EXTRACT TO READ section start
If your income and concessional contributions (CCs) are more than $250,000 in 2021/22, you may have to pay an additional 15% tax on some or all of your CCs, as the case study below illustrates. Income from a range of sources counts towards this limit, including employment and business income, investment income, and income you may receive from one-off payments such as redundancy and termination payments.

Div 293 tax is payable in addition to the standard 15% tax that is generally paid on CCs by most people. For many people concessional contributions are still worthwhile. Even though you’ll pay tax on your concessional contributions (within your cap) at 30%, this is still less than the top marginal tax rate of 47% (including Medicare levy) that applies to high income earners who are liable for Div 293 tax.

How do I know if I have to pay Div 293 tax and what do I need to do?
EXTRACT TO READ section end
Copy the superannuation tax text, everything from "If your income" down to "need to do?", replacing "Div 293 tax" with "Division 293 tax" wherever it occurs.
EXCERPTED DATA section start
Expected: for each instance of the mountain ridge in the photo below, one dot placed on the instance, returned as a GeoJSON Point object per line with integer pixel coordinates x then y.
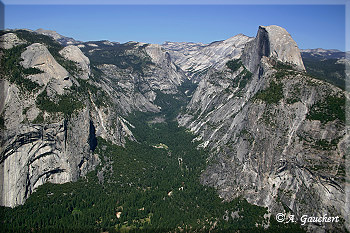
{"type": "Point", "coordinates": [270, 128]}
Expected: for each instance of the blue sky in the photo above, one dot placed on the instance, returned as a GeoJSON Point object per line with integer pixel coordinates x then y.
{"type": "Point", "coordinates": [311, 26]}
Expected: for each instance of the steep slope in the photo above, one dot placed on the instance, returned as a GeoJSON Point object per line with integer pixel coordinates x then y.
{"type": "Point", "coordinates": [327, 65]}
{"type": "Point", "coordinates": [277, 136]}
{"type": "Point", "coordinates": [57, 101]}
{"type": "Point", "coordinates": [50, 115]}
{"type": "Point", "coordinates": [196, 59]}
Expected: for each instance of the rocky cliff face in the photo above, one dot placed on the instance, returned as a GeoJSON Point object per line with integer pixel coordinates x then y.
{"type": "Point", "coordinates": [276, 136]}
{"type": "Point", "coordinates": [273, 131]}
{"type": "Point", "coordinates": [50, 125]}
{"type": "Point", "coordinates": [51, 121]}
{"type": "Point", "coordinates": [196, 59]}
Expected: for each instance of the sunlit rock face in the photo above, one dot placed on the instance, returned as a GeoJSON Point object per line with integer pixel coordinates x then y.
{"type": "Point", "coordinates": [266, 145]}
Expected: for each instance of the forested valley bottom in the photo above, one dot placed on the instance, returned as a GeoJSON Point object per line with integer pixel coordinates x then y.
{"type": "Point", "coordinates": [150, 185]}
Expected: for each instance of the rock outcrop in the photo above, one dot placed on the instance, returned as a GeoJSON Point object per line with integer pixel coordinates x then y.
{"type": "Point", "coordinates": [196, 59]}
{"type": "Point", "coordinates": [38, 56]}
{"type": "Point", "coordinates": [268, 144]}
{"type": "Point", "coordinates": [275, 42]}
{"type": "Point", "coordinates": [73, 53]}
{"type": "Point", "coordinates": [9, 40]}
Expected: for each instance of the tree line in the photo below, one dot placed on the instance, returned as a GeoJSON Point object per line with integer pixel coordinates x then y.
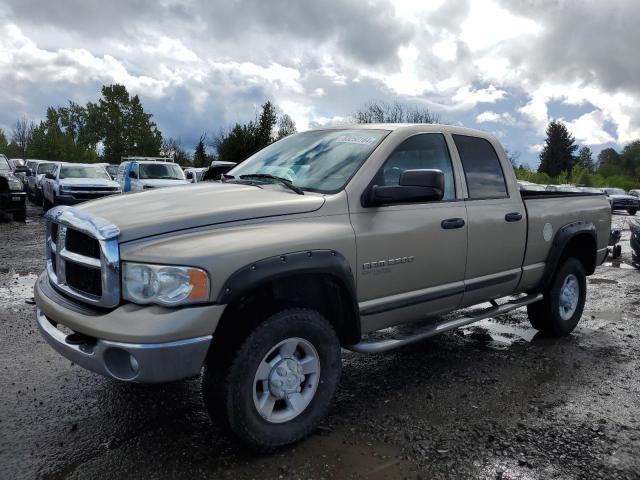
{"type": "Point", "coordinates": [562, 161]}
{"type": "Point", "coordinates": [117, 126]}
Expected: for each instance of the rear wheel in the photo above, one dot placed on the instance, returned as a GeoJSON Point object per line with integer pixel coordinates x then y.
{"type": "Point", "coordinates": [279, 383]}
{"type": "Point", "coordinates": [559, 312]}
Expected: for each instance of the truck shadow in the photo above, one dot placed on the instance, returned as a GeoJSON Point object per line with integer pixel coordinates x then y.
{"type": "Point", "coordinates": [470, 376]}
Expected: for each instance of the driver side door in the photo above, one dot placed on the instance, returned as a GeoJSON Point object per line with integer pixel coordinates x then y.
{"type": "Point", "coordinates": [411, 257]}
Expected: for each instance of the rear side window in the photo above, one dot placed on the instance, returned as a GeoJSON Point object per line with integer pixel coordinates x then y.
{"type": "Point", "coordinates": [482, 170]}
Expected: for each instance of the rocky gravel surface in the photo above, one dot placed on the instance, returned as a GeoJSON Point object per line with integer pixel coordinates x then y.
{"type": "Point", "coordinates": [494, 400]}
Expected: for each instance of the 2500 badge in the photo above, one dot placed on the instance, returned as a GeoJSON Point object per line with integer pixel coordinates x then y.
{"type": "Point", "coordinates": [384, 264]}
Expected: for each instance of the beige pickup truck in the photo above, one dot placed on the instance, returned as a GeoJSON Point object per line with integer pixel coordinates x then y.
{"type": "Point", "coordinates": [304, 249]}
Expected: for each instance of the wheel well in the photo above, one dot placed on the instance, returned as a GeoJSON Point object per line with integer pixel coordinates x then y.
{"type": "Point", "coordinates": [583, 247]}
{"type": "Point", "coordinates": [322, 292]}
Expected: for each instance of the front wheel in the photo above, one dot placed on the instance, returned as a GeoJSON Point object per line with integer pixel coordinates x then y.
{"type": "Point", "coordinates": [280, 382]}
{"type": "Point", "coordinates": [559, 312]}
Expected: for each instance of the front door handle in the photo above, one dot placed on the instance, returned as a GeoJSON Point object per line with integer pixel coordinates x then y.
{"type": "Point", "coordinates": [451, 223]}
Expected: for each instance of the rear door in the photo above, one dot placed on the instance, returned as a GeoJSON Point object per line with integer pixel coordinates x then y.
{"type": "Point", "coordinates": [497, 224]}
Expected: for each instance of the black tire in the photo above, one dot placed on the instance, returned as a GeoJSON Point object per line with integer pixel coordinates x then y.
{"type": "Point", "coordinates": [545, 315]}
{"type": "Point", "coordinates": [229, 390]}
{"type": "Point", "coordinates": [20, 216]}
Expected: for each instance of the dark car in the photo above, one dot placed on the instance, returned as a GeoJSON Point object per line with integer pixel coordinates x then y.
{"type": "Point", "coordinates": [619, 200]}
{"type": "Point", "coordinates": [12, 195]}
{"type": "Point", "coordinates": [634, 226]}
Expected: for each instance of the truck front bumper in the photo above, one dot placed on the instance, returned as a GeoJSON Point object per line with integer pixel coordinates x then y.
{"type": "Point", "coordinates": [144, 362]}
{"type": "Point", "coordinates": [145, 344]}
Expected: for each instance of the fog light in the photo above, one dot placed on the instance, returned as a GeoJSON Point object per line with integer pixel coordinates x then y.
{"type": "Point", "coordinates": [121, 364]}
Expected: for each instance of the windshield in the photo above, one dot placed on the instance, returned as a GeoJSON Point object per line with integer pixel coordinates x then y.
{"type": "Point", "coordinates": [321, 161]}
{"type": "Point", "coordinates": [161, 171]}
{"type": "Point", "coordinates": [46, 168]}
{"type": "Point", "coordinates": [80, 171]}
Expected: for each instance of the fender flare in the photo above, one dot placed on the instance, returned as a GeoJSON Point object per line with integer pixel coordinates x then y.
{"type": "Point", "coordinates": [261, 272]}
{"type": "Point", "coordinates": [562, 237]}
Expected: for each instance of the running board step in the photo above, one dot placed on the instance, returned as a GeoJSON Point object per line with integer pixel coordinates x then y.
{"type": "Point", "coordinates": [385, 345]}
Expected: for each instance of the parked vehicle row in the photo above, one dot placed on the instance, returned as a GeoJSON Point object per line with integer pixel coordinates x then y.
{"type": "Point", "coordinates": [12, 195]}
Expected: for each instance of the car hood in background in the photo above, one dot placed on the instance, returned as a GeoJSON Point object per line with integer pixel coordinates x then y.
{"type": "Point", "coordinates": [154, 212]}
{"type": "Point", "coordinates": [87, 182]}
{"type": "Point", "coordinates": [160, 183]}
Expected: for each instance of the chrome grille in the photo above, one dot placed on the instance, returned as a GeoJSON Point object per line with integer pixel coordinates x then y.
{"type": "Point", "coordinates": [89, 245]}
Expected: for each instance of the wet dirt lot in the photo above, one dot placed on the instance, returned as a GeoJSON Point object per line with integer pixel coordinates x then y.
{"type": "Point", "coordinates": [493, 400]}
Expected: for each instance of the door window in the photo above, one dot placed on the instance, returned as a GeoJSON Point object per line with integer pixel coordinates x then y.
{"type": "Point", "coordinates": [425, 151]}
{"type": "Point", "coordinates": [482, 170]}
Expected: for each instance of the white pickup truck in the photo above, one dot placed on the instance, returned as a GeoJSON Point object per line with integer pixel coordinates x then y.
{"type": "Point", "coordinates": [71, 183]}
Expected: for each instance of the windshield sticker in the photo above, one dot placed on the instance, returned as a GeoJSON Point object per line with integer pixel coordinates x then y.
{"type": "Point", "coordinates": [356, 139]}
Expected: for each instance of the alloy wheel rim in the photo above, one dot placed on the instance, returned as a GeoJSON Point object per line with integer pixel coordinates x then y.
{"type": "Point", "coordinates": [569, 297]}
{"type": "Point", "coordinates": [286, 380]}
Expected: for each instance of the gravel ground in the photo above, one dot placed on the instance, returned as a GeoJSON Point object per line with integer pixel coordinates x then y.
{"type": "Point", "coordinates": [494, 400]}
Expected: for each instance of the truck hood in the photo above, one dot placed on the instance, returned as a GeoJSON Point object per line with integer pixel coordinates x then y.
{"type": "Point", "coordinates": [86, 182]}
{"type": "Point", "coordinates": [154, 212]}
{"type": "Point", "coordinates": [623, 197]}
{"type": "Point", "coordinates": [160, 183]}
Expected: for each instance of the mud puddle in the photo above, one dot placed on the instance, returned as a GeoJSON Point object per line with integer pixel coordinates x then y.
{"type": "Point", "coordinates": [616, 264]}
{"type": "Point", "coordinates": [499, 336]}
{"type": "Point", "coordinates": [17, 289]}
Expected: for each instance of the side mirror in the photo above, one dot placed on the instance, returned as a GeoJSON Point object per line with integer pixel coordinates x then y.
{"type": "Point", "coordinates": [414, 186]}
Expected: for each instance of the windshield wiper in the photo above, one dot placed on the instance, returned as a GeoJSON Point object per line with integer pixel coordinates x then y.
{"type": "Point", "coordinates": [283, 181]}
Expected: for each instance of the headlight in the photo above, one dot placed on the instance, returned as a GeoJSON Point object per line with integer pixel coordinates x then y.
{"type": "Point", "coordinates": [164, 284]}
{"type": "Point", "coordinates": [15, 184]}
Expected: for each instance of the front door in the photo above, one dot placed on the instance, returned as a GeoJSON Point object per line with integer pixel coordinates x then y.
{"type": "Point", "coordinates": [411, 257]}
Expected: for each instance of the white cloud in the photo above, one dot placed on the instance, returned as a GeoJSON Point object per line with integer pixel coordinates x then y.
{"type": "Point", "coordinates": [489, 116]}
{"type": "Point", "coordinates": [588, 129]}
{"type": "Point", "coordinates": [466, 98]}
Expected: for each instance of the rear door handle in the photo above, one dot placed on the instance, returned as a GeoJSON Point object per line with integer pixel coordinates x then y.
{"type": "Point", "coordinates": [451, 223]}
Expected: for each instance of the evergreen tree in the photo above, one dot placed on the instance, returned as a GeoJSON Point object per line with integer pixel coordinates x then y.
{"type": "Point", "coordinates": [286, 126]}
{"type": "Point", "coordinates": [609, 157]}
{"type": "Point", "coordinates": [4, 143]}
{"type": "Point", "coordinates": [558, 153]}
{"type": "Point", "coordinates": [585, 159]}
{"type": "Point", "coordinates": [120, 123]}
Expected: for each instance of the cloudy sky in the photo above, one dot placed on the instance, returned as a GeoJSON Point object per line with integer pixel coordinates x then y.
EXCERPTED DATA section end
FINISHED EXERCISE »
If your income and concessional contributions (CCs) are more than $250,000 in 2021/22, you may have to pay an additional 15% tax on some or all of your CCs, as the case study below illustrates. Income from a range of sources counts towards this limit, including employment and business income, investment income, and income you may receive from one-off payments such as redundancy and termination payments.

Division 293 tax is payable in addition to the standard 15% tax that is generally paid on CCs by most people. For many people concessional contributions are still worthwhile. Even though you’ll pay tax on your concessional contributions (within your cap) at 30%, this is still less than the top marginal tax rate of 47% (including Medicare levy) that applies to high income earners who are liable for Division 293 tax.

How do I know if I have to pay Division 293 tax and what do I need to do?